## BEGIN SUPPLIED MATERIAL
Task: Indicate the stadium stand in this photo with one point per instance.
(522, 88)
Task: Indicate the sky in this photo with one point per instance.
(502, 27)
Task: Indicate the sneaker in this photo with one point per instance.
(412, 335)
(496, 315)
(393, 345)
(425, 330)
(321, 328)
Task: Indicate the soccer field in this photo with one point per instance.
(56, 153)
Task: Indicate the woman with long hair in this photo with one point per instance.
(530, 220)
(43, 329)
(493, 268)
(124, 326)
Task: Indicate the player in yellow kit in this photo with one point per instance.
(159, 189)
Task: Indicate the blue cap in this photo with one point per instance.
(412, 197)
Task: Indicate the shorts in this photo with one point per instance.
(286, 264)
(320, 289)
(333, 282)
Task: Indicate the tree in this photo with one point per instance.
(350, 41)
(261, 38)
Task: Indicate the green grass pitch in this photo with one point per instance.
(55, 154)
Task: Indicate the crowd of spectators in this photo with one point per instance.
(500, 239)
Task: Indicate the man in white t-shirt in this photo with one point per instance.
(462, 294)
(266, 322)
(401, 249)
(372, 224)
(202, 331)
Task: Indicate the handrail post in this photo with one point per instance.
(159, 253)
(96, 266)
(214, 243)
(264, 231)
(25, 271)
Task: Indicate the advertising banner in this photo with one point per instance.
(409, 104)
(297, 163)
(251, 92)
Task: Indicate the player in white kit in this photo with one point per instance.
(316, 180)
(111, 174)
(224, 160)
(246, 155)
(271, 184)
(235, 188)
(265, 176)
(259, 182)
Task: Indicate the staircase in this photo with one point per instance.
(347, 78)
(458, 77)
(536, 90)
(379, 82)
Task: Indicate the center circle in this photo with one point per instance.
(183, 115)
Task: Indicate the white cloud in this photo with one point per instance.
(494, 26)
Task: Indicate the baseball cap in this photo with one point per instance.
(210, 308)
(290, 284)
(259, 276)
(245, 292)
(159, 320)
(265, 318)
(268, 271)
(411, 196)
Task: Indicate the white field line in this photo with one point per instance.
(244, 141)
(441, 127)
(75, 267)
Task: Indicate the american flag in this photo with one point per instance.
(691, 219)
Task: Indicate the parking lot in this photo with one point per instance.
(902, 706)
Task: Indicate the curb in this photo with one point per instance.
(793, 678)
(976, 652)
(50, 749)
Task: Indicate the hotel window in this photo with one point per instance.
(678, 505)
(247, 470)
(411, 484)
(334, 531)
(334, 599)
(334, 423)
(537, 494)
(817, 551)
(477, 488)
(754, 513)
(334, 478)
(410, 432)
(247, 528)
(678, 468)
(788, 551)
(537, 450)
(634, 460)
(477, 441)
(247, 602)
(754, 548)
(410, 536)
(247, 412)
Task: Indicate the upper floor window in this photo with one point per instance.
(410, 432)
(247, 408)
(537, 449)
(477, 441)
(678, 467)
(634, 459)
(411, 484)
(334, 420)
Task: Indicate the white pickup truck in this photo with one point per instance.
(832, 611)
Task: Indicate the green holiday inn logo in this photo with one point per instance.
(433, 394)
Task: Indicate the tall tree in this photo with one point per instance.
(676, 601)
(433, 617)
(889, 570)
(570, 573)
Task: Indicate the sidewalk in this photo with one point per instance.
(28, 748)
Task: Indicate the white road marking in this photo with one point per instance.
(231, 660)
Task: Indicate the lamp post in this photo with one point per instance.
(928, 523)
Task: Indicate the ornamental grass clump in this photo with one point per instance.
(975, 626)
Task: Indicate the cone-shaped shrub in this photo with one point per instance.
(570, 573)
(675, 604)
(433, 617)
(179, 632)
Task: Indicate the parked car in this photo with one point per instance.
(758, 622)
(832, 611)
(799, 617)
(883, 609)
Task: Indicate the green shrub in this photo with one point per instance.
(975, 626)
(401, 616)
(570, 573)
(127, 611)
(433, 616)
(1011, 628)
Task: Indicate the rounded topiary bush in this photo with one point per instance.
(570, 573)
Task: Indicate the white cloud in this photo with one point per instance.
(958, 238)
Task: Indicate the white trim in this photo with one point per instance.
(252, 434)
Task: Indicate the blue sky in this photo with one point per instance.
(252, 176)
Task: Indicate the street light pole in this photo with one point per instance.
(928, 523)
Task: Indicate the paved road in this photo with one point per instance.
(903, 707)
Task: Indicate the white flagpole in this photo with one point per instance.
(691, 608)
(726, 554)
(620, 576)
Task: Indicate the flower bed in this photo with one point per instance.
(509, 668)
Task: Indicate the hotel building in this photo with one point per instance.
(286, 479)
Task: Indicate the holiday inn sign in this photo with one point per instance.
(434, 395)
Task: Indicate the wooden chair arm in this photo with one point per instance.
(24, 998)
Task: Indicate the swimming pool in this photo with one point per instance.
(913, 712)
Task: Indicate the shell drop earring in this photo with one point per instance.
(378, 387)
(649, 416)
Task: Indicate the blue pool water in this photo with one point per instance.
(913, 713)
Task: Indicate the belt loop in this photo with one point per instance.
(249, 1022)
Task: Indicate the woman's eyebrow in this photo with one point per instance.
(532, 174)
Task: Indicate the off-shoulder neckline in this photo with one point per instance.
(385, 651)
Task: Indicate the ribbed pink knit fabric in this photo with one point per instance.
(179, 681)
## END SUPPLIED MATERIAL
EXERCISE BRIEF
Copy the lines above exactly as they appear, from the first to the last.

OUTPUT BELOW
Task: Indicate the stadium stand in this photo with one point per instance.
(522, 88)
Task: Indicate the sky in this photo with one point per instance.
(502, 27)
Task: Indicate the sneaker in this photo with one point per instance.
(412, 335)
(496, 315)
(393, 345)
(425, 330)
(321, 328)
Task: Indicate the soccer field in this photo with one point per instance.
(56, 153)
Task: Indicate the woman with long hair in this photo with one point per instance.
(530, 220)
(43, 329)
(493, 268)
(124, 326)
Task: Indicate the player in yellow kit in this photo with one point per instance.
(159, 189)
Task: Indicate the blue cap in this photo with one point per instance.
(412, 197)
Task: Indicate the shorts in this photo with one point per instance.
(286, 264)
(320, 289)
(333, 282)
Task: Indicate the tree in this photo with one point per instance.
(350, 41)
(261, 38)
Task: Indicate the green grass pitch in this photo with one point per instance.
(55, 154)
Task: Indicate the crowd of spectators in this photo with one point per instance.
(500, 239)
Task: Indicate the man in white t-shirt in this photo with one point per instance.
(462, 294)
(266, 322)
(401, 249)
(372, 224)
(202, 331)
Task: Indicate the handrail post in this photo with one point per instance.
(159, 253)
(96, 266)
(214, 243)
(264, 231)
(25, 271)
Task: Indicate the advertising banner in this photo with one point per instance.
(409, 104)
(297, 163)
(251, 92)
Task: Indicate the player in white kit in this photo with one point per instance.
(316, 180)
(111, 174)
(224, 160)
(246, 155)
(271, 184)
(235, 188)
(265, 176)
(259, 182)
Task: Indicate the staircase in this photo with one point per instance.
(347, 78)
(458, 77)
(536, 90)
(379, 82)
Task: Indicate the center circle in this photo with one point per instance.
(183, 115)
Task: Indicate the white cloud in this photo with one point per instance.
(494, 26)
Task: Indicate the baseball cap in this photo with one point per instance.
(210, 308)
(290, 284)
(259, 276)
(245, 292)
(159, 320)
(265, 318)
(268, 271)
(411, 196)
Task: Indicate the white field line in this photo with one point per instance.
(244, 141)
(441, 127)
(75, 267)
Task: Indicate the american flag in this photo with one point per instance.
(691, 219)
Task: Indicate the parking lot in this photo with one point per instance.
(902, 706)
Task: Indicate the curb in this photo with one point per instance.
(793, 678)
(976, 652)
(50, 749)
Task: Indicate the hotel window in this photo with one point per instance.
(678, 505)
(247, 470)
(411, 484)
(334, 531)
(334, 599)
(334, 423)
(537, 494)
(817, 551)
(477, 488)
(754, 513)
(334, 478)
(410, 432)
(247, 528)
(678, 468)
(788, 551)
(537, 450)
(634, 460)
(477, 441)
(247, 602)
(754, 548)
(410, 536)
(247, 412)
Task: Indicate the upper floor window in this photo with one point per instance.
(410, 432)
(247, 408)
(537, 449)
(477, 441)
(678, 467)
(634, 459)
(411, 484)
(334, 420)
Task: Indicate the white pickup truck in this photo with one point per instance.
(832, 611)
Task: Indicate the green holiday inn logo in this photo with one point per instance.
(433, 394)
Task: Indicate the tall tree in this photo with one point per instance.
(676, 601)
(433, 617)
(889, 570)
(570, 573)
Task: Indicate the sidewalk in this photo with one point per instance.
(28, 748)
Task: Indicate the white road marking in this photo with one point per instance.
(231, 660)
Task: Indicate the lamp post in this photo with one point per instance.
(928, 523)
Task: Indicate the ornamental grass clump in this photo with one point per instance.
(975, 626)
Task: Indicate the cone-shaped shrub in this photo with one point per instance.
(570, 573)
(675, 604)
(433, 617)
(179, 632)
Task: Indicate the parked car in this photo with one point per instance.
(758, 622)
(832, 611)
(799, 617)
(883, 609)
Task: Indicate the green shrub in this photo with one point per instance.
(975, 626)
(401, 616)
(570, 573)
(127, 611)
(433, 616)
(1011, 628)
Task: Indicate the rounded topiary bush in this photo with one point per instance.
(570, 573)
Task: Indicate the white cloud in this photo with one point per instance.
(958, 238)
Task: Indicate the white trim in this photo with one point per instance.
(252, 434)
Task: Indicate the blue sky in this photo with one point per instance.
(252, 176)
Task: Indicate the street light pole in this photo with one point per instance.
(928, 523)
Task: Indicate the paved road in this photo with one point per instance.
(903, 707)
Task: Indicate the white flagpole in this photo with one point per instance.
(691, 608)
(726, 554)
(620, 576)
Task: Indicate the flower bed in this photo with one point per instance.
(509, 668)
Task: Indicate the hotel building in this photo with one point per instance.
(286, 479)
Task: Indicate the holiday inn sign in this photo with one point per instance.
(434, 395)
Task: Indicate the wooden chair arm in this photo with one point per instance.
(24, 998)
Task: Indicate the swimming pool in this photo with one point per instance.
(913, 712)
Task: Indicate the shell drop earring in this photo with one point per instance.
(378, 387)
(649, 416)
Task: Indicate the blue pool water in this photo with one point per instance.
(913, 713)
Task: Indicate the belt loop in this photo with one point per instance.
(249, 1022)
Task: Indicate the woman's eyebrow in this photo with one point per instance.
(532, 174)
Task: Indicate the off-shoulder neckline in this photo with one point per instance.
(385, 651)
Task: Indicate the ribbed pink knit fabric in this photo with one point per instance.
(179, 681)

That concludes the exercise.